-- START OF SUPPLIED TEXT --
A number of authors have addressed the impact of the ENSO on sea-level variations (Wyrtki 1975; Cane 1983; Rasmusson & Wallace 1983; Woolf et al. 2003). Over the region 0–40° S and 100–120° W and the period October 1992 to July 2002, we corroborate the previously established correlation between the ENSO and sea level (figure 1). We computed estimates and confidence intervals of these correlations, with a lag ranging from 0 to 12 months, after which the sea level is compared with the aforementioned SOI (table 1).
3. Origins and distribution of seismic activity on the East Pacific Rise
Seismic activity on the EPR in the area of interest for this study, from the equator to 30° S latitude, originates from three types of structure associated with this plate boundary, perhaps the type example of a fast-spreading mid-oceanic ridge system (figure 2). Recent reviews of the structure of the EPR in our area of interest, emphasizing its subdivision and the development of microplates along the EPR, are provided by Searle et al. (1993) and Hey (2004).
-- END OF SUPPLIED TEXT --
Return, word for word, the part of the passage on sea level and East Pacific Rise seismicity that begins at "A number of" and stops after "SOI (table 1).". The records have no role in this.
-- START OF RECORDS PROVIDED --
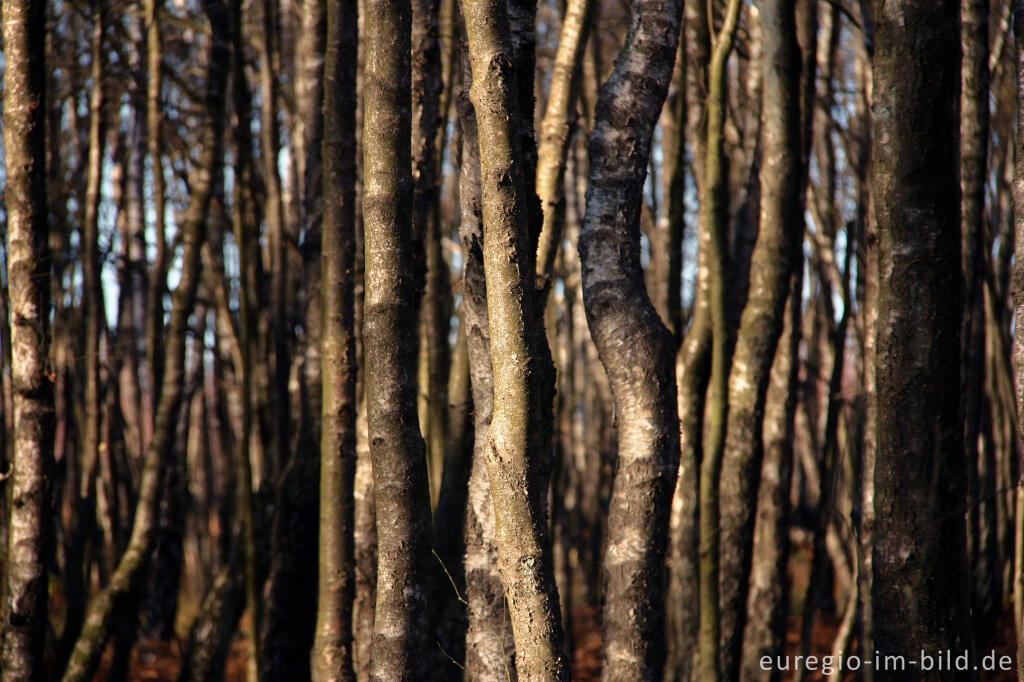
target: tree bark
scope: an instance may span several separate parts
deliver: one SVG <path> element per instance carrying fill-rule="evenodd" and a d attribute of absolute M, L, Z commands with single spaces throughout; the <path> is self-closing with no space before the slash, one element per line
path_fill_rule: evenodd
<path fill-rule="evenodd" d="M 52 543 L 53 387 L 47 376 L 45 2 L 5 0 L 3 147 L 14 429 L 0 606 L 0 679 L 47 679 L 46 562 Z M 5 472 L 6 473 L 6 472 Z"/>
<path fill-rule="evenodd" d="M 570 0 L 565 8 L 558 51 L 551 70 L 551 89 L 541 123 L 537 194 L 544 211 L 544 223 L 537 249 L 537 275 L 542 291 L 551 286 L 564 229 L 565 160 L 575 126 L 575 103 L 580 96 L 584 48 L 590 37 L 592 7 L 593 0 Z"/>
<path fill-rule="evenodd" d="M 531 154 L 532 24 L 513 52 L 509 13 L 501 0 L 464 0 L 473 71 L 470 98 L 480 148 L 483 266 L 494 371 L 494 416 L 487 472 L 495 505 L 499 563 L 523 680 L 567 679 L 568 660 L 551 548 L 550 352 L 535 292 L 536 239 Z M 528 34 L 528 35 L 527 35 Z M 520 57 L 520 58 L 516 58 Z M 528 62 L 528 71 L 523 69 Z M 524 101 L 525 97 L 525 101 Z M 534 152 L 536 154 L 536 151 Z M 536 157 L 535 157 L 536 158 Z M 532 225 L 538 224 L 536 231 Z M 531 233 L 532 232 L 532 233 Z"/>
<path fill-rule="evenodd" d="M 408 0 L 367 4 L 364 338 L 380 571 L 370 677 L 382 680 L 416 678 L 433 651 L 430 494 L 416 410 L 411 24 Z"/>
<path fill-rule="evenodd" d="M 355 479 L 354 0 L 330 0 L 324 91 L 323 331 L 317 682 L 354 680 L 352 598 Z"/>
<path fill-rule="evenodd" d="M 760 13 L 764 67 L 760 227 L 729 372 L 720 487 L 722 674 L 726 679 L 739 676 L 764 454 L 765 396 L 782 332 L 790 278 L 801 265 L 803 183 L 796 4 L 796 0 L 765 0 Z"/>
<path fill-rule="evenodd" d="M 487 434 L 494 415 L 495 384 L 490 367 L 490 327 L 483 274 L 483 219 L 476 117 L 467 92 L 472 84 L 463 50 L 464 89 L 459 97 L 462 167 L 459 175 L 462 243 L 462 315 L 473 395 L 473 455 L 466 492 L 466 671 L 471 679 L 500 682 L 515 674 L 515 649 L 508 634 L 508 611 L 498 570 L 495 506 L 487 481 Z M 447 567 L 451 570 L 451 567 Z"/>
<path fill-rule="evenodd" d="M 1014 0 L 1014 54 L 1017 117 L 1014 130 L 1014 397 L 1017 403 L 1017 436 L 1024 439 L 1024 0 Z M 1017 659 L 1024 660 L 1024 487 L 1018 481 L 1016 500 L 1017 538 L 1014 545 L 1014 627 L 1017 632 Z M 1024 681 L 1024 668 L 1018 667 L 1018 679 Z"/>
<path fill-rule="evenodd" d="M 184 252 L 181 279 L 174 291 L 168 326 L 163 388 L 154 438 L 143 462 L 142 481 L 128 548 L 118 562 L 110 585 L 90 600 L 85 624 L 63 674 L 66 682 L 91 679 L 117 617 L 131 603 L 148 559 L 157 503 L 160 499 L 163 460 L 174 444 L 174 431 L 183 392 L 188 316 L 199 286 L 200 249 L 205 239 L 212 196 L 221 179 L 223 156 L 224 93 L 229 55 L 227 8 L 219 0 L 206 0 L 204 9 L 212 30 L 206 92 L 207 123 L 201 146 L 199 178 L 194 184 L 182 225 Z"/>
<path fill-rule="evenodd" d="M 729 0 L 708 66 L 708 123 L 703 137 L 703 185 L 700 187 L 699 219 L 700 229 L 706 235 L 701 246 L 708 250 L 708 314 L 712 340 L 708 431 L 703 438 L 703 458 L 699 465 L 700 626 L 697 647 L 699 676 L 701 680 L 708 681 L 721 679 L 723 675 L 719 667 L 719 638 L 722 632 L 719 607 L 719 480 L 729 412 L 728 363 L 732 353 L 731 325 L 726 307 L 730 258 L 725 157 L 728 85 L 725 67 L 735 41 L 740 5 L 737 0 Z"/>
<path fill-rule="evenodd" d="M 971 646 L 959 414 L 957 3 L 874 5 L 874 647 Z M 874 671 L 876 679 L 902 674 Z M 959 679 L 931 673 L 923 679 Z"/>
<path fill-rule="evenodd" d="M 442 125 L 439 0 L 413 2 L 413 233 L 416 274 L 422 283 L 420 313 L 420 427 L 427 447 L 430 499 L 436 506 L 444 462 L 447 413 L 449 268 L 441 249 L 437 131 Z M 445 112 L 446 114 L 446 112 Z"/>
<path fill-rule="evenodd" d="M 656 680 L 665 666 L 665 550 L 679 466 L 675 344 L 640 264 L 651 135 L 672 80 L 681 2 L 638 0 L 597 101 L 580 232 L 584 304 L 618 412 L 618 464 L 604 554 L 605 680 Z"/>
-- END OF RECORDS PROVIDED --
- FINAL RESULT
A number of authors have addressed the impact of the ENSO on sea-level variations (Wyrtki 1975; Cane 1983; Rasmusson & Wallace 1983; Woolf et al. 2003). Over the region 0–40° S and 100–120° W and the period October 1992 to July 2002, we corroborate the previously established correlation between the ENSO and sea level (figure 1). We computed estimates and confidence intervals of these correlations, with a lag ranging from 0 to 12 months, after which the sea level is compared with the aforementioned SOI (table 1).